### Task
Please repeat all of the lines that follow, exactly as written.

### Records for processing
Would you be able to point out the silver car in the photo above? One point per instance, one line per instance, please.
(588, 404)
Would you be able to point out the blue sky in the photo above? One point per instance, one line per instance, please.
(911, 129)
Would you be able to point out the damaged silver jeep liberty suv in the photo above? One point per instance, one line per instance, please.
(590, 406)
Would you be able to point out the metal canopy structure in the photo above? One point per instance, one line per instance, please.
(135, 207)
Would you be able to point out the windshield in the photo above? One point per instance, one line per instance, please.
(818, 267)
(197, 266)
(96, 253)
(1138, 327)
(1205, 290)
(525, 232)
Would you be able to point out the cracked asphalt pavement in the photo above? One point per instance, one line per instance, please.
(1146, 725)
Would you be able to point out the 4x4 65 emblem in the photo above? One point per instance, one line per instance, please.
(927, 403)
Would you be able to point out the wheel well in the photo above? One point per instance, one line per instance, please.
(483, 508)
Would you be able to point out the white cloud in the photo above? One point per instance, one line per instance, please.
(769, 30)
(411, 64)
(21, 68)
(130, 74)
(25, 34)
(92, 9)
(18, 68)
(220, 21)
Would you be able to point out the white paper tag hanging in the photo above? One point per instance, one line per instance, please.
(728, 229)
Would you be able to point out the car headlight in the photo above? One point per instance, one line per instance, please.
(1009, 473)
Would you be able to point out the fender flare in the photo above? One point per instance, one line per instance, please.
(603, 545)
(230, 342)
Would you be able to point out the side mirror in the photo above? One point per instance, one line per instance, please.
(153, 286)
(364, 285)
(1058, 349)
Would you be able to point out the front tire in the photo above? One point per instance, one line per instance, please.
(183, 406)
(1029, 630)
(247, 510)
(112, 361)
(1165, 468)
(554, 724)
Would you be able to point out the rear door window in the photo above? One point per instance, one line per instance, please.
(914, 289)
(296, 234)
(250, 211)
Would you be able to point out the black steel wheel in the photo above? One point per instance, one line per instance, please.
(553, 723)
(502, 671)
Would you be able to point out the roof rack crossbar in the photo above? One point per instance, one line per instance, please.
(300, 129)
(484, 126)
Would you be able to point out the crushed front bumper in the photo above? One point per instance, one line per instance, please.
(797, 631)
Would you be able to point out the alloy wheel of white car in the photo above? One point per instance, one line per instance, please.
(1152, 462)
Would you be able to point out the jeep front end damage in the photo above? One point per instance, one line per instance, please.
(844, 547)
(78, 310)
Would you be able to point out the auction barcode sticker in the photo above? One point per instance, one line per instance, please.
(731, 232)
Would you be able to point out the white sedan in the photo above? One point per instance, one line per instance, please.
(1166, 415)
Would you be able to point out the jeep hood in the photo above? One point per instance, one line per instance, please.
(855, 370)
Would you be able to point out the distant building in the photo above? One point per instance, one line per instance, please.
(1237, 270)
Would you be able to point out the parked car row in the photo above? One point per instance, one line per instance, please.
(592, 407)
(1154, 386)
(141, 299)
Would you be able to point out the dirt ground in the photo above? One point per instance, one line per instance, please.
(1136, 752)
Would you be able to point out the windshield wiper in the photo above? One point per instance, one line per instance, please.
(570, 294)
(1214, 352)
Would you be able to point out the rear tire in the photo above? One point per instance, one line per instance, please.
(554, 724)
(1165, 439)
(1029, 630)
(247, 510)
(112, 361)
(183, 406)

### Answer below
Would you be able to point out the silver car in the photo above? One point per instance, one line per instance, please.
(588, 404)
Would you be able to point out the blue sky in the photo above? One point per instance, one line per instance, please.
(911, 129)
Would you be able to point out the damaged silver jeep liberty suv in the photo above? One point per instance, one line per instance, please.
(590, 406)
Would you be able to point out the metal canopy structure in the photo above? One point per instance, one line per instance, please.
(135, 207)
Would you be able to point out the windshield in the photo above? One point per instance, one line per instance, please.
(818, 267)
(197, 266)
(96, 253)
(1138, 327)
(1205, 290)
(525, 232)
Would you be able to point out the cracked asphalt pavement in the photo above? One point per instance, one line per instance, please.
(1146, 725)
Would you be able to point out the 4x4 65 emblem in the photo above? One point per instance, one line per instance, please.
(927, 403)
Would you be able to point out the wheel well in the photo above? One point per instance, one line per instance, please.
(483, 508)
Would you be able to point out the white cloud in the photo above? One point per instance, one line per instance, please.
(769, 30)
(411, 64)
(21, 68)
(130, 74)
(25, 34)
(92, 9)
(18, 68)
(220, 21)
Would you be able to point out the white paper tag hanging in the photo above? One point per instance, one line per instance, please.
(728, 229)
Would you be able to point out the car headlight in the photo above? One point per instance, one line per instance, please.
(1009, 473)
Would you be able to point out the fender flare in the photo above? One point per instance, one line per instance, please.
(603, 545)
(230, 342)
Would you be able to point out the side mirror in the photo above? One point per instance, one line per instance, please.
(153, 286)
(364, 285)
(1058, 349)
Would you be able to point out the front tire in the photo above? One point per instance, one line per instance, please.
(183, 406)
(1029, 630)
(247, 510)
(112, 361)
(1165, 468)
(554, 724)
Would you be able to point out the rear door window in the photo above? One point per instance, one line per instance, please.
(914, 289)
(296, 234)
(250, 211)
Would you be able to point out the black steel wheel in the photo above? One point per instance, one line per instance, please.
(553, 723)
(502, 671)
Would you be able to point out the roof rack crossbar in the photo above? One point per instance, one line per instance, please.
(300, 129)
(484, 126)
Would you be able to point out the crushed front bumper in the photo above? One point per instance, one line per instance, please.
(797, 631)
Would you be able to point out the alloy wheel of white car in the photo above? One point per instance, one line per instance, please.
(1152, 462)
Would you be able to point out the jeep front end damage in the photo above? One point per instance, one line per instance, please.
(844, 547)
(78, 310)
Would you be able to point out the auction barcode sticker in the photo above? One point per instance, one line per instance, please.
(731, 232)
Would you be able to point out the white sedan in the photo above? One point per instance, one line per instance, please.
(1166, 415)
Would you be able to point out the jeep hood in the photo above? One point per instance, one line per instance, please.
(855, 370)
Would you be able to point out the distant building in the photo above? One point per instance, one line per instance, please.
(1237, 270)
Would you be able to point out the parked car row in the photo above? One point per instance, one line per instance, please.
(592, 407)
(1154, 386)
(141, 299)
Would you be able to point out the dirt ground in the photo above? One point per instance, one line per instance, please.
(1136, 752)
Would you be able to point out the windshield wiper in the photo above? One point per instance, one line per instance, please.
(570, 294)
(1214, 352)
Would you be able to point out the rear tire in the photo above? One point per instance, one line per instance, please.
(554, 724)
(1165, 439)
(1029, 630)
(247, 510)
(112, 361)
(183, 406)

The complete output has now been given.